* start *

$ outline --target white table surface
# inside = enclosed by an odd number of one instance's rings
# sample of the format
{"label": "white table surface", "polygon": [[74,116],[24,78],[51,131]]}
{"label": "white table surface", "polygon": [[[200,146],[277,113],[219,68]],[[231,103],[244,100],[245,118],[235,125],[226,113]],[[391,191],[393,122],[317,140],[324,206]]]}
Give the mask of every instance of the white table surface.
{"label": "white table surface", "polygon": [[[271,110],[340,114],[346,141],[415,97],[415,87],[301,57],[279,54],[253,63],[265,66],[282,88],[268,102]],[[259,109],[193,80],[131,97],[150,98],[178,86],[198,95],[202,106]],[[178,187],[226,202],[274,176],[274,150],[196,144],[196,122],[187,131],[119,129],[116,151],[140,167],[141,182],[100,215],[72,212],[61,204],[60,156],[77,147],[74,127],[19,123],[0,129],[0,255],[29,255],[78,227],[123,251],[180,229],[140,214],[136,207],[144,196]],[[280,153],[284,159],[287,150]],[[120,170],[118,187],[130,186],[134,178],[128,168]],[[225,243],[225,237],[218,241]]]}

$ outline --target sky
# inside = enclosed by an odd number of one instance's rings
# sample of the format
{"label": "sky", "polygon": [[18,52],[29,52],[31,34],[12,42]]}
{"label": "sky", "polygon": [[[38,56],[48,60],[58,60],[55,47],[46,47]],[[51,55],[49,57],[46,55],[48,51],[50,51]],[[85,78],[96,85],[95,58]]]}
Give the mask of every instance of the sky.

* end *

• **Problem details**
Reproduce every line of the material above without changing anything.

• **Output for this task**
$ outline --target white table surface
# inside = enclosed by an odd number of one instance's rings
# sample of the format
{"label": "white table surface", "polygon": [[74,116],[24,78],[51,131]]}
{"label": "white table surface", "polygon": [[[200,146],[277,113],[219,68]],[[231,103],[244,100],[245,118],[235,125],[226,113]],[[391,191],[393,122],[317,140],[324,206]]]}
Give the mask of every instance of the white table surface.
{"label": "white table surface", "polygon": [[[271,110],[340,114],[346,141],[415,97],[415,87],[301,57],[279,54],[253,63],[265,66],[282,88],[268,102]],[[259,109],[193,80],[131,97],[150,98],[178,86],[198,95],[202,106]],[[178,187],[226,202],[274,176],[274,150],[196,144],[196,122],[187,131],[119,129],[116,151],[140,167],[141,182],[100,215],[72,212],[61,204],[60,156],[77,147],[74,127],[19,123],[0,129],[0,255],[29,255],[78,227],[123,251],[180,229],[140,214],[136,207],[144,196]],[[280,153],[284,159],[287,150]],[[120,170],[118,187],[130,186],[134,178],[128,168]],[[225,243],[225,237],[218,241]]]}

$ outline --target sky
# inside = enclosed by an odd number of one instance's rings
# sample of the format
{"label": "sky", "polygon": [[18,52],[29,52],[31,34],[12,42]]}
{"label": "sky", "polygon": [[[38,56],[48,60],[58,60],[55,47],[46,47]],[[51,55],[49,57],[46,55],[48,51],[50,51]],[[85,78],[96,85],[95,58]]]}
Give the mask of every instance of the sky.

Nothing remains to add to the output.